- [Exercise data]:
• • • • •

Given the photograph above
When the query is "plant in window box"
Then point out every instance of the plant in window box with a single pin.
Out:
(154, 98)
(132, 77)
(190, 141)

• • • • •

- [Task requirements]:
Reproduce the entries above in full by retyping them exactly.

- [Exercise result]:
Given the photograph above
When the query is "plant in window box"
Then point out every instance of the plant in window box with a single pin.
Out:
(154, 98)
(132, 77)
(190, 141)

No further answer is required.